→ **Assignment**: Among the entries below, how many lines include the string "foliage"? Answer with only the number.

→ **Information supplied**:
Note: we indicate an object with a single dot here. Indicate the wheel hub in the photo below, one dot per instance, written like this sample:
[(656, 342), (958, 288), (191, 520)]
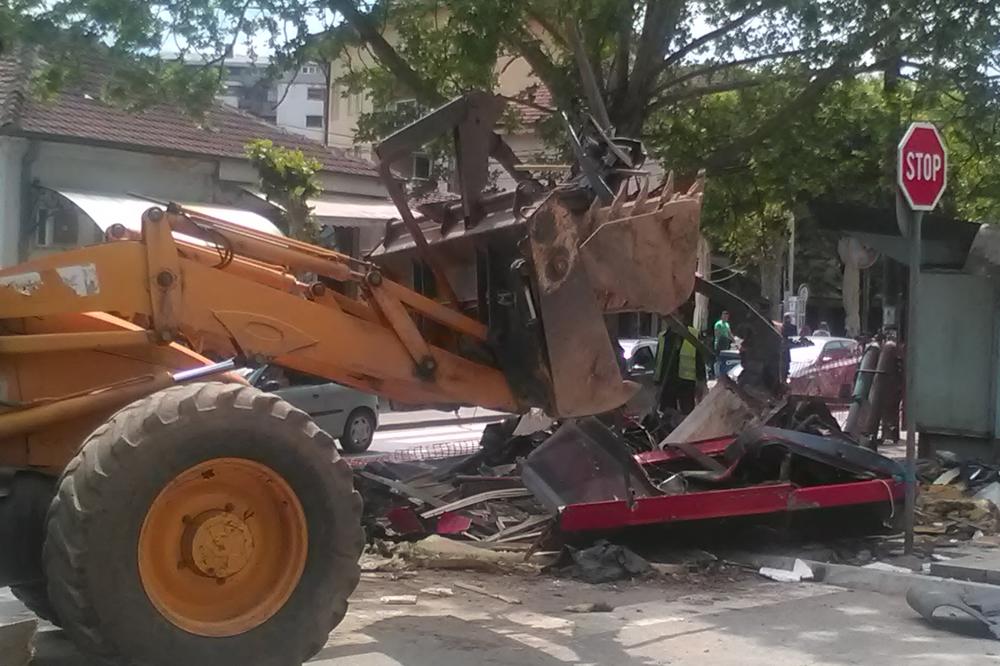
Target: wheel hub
[(217, 544), (222, 547)]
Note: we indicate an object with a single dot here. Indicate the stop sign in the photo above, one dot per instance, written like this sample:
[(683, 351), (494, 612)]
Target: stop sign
[(923, 166)]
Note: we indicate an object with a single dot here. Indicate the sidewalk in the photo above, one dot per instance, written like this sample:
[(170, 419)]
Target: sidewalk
[(433, 417)]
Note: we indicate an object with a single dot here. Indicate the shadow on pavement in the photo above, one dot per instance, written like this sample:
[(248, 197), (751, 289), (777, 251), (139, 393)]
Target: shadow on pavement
[(447, 640)]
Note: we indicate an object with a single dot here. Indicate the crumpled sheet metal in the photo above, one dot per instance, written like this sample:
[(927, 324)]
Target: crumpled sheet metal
[(981, 606)]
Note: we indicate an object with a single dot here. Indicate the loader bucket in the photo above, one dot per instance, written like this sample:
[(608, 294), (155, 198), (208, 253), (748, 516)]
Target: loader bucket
[(637, 255)]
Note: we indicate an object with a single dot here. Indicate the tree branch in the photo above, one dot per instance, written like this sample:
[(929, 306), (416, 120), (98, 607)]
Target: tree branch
[(807, 98), (710, 89), (523, 42), (618, 76), (712, 35), (387, 55), (659, 23), (718, 67), (546, 24)]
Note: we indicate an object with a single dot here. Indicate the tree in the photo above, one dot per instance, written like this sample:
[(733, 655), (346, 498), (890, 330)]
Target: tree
[(288, 178), (649, 56)]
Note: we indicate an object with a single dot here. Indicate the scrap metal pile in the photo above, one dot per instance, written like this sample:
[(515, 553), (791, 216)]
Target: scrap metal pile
[(957, 500), (585, 475)]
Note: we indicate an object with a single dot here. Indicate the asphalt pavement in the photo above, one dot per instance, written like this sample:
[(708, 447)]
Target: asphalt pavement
[(738, 621)]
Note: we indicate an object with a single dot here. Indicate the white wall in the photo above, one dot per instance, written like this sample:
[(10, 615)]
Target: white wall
[(11, 153), (81, 167), (239, 171), (296, 105)]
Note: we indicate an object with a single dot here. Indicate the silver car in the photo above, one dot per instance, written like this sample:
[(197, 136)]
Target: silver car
[(347, 414), (640, 364)]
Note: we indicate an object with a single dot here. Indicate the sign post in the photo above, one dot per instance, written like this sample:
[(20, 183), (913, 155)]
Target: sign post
[(922, 174)]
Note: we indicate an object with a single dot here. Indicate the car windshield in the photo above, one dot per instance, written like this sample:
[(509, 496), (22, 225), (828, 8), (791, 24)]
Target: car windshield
[(629, 345), (805, 354)]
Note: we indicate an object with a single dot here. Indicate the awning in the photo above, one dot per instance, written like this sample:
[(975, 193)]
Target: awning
[(344, 210), (108, 209)]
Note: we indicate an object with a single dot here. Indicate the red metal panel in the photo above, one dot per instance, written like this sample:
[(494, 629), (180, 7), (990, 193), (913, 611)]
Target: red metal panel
[(723, 504)]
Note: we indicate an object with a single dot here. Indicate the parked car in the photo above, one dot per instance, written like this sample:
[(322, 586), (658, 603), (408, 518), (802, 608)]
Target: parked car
[(820, 366), (640, 366), (347, 414), (824, 367)]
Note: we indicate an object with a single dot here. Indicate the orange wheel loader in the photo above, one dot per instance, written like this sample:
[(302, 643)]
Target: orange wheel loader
[(163, 512)]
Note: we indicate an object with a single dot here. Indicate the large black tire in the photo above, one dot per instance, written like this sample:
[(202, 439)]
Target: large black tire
[(96, 517), (35, 597)]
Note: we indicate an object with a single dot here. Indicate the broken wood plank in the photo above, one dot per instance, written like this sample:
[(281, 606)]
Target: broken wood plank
[(520, 527), (503, 493), (405, 490), (468, 587)]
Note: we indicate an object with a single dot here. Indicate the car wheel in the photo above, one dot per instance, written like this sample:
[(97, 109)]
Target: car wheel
[(358, 431)]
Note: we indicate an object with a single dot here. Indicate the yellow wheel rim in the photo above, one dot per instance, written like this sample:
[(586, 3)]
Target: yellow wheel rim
[(222, 547)]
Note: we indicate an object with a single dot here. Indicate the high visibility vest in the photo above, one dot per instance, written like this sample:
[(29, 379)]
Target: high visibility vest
[(687, 367)]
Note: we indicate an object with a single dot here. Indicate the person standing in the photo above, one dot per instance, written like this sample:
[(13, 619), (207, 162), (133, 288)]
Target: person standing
[(723, 340), (788, 328), (680, 371)]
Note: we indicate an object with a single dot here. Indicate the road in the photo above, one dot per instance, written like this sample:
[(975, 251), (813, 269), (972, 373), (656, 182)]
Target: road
[(403, 431), (738, 621)]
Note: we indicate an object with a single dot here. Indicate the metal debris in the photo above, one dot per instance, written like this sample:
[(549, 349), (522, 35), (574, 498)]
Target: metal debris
[(399, 600), (468, 587), (594, 607)]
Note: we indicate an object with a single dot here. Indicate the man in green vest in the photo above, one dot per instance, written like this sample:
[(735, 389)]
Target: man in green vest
[(723, 339), (680, 368)]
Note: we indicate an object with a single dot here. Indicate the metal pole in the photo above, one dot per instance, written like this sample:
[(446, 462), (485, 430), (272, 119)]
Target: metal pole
[(791, 255), (916, 218)]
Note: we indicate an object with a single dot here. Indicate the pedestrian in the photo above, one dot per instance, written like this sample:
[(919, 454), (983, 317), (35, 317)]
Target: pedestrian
[(723, 340), (788, 328), (680, 371)]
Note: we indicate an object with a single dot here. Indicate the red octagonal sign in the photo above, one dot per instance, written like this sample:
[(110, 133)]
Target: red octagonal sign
[(922, 166)]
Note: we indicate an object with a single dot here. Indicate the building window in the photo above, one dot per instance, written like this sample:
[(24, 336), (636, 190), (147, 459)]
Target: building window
[(55, 226), (354, 104), (335, 103), (408, 106), (421, 166)]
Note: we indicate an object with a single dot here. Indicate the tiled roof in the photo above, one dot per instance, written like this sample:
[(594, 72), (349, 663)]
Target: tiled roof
[(539, 95), (78, 114)]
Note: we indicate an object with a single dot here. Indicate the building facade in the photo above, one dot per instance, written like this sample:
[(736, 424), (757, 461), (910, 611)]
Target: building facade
[(71, 166), (295, 101)]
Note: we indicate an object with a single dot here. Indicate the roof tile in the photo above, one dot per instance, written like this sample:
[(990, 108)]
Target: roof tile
[(77, 113)]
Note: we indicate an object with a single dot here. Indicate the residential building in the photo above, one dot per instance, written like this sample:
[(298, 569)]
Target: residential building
[(514, 79), (296, 100), (73, 165)]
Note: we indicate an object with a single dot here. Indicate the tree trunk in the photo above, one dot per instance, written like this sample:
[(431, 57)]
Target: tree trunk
[(705, 269), (770, 280), (849, 250)]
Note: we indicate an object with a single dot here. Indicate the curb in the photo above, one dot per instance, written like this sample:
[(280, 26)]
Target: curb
[(850, 577)]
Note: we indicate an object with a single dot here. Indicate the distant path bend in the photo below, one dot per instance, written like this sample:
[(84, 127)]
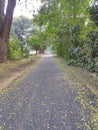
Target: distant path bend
[(41, 101)]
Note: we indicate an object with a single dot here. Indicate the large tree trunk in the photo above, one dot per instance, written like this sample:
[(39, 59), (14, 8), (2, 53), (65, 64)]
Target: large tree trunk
[(4, 37)]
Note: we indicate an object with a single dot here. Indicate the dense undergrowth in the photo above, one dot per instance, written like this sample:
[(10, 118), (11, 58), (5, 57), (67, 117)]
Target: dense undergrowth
[(71, 28)]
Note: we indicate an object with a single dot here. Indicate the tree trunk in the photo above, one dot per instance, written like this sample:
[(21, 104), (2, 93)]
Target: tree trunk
[(4, 37)]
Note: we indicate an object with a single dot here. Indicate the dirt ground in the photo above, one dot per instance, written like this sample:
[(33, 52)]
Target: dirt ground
[(13, 69)]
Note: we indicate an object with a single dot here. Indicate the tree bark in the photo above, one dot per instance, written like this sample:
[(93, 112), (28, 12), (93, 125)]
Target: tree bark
[(4, 37)]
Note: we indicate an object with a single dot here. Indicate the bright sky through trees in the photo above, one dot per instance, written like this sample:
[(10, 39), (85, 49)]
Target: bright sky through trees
[(27, 9)]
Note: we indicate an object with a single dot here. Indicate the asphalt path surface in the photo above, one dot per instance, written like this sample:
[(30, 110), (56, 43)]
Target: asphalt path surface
[(41, 100)]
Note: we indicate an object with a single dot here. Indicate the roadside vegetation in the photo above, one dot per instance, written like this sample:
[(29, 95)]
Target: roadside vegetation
[(72, 29)]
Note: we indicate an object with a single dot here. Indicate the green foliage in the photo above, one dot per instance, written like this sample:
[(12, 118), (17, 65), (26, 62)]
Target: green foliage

→ **Task solution**: 2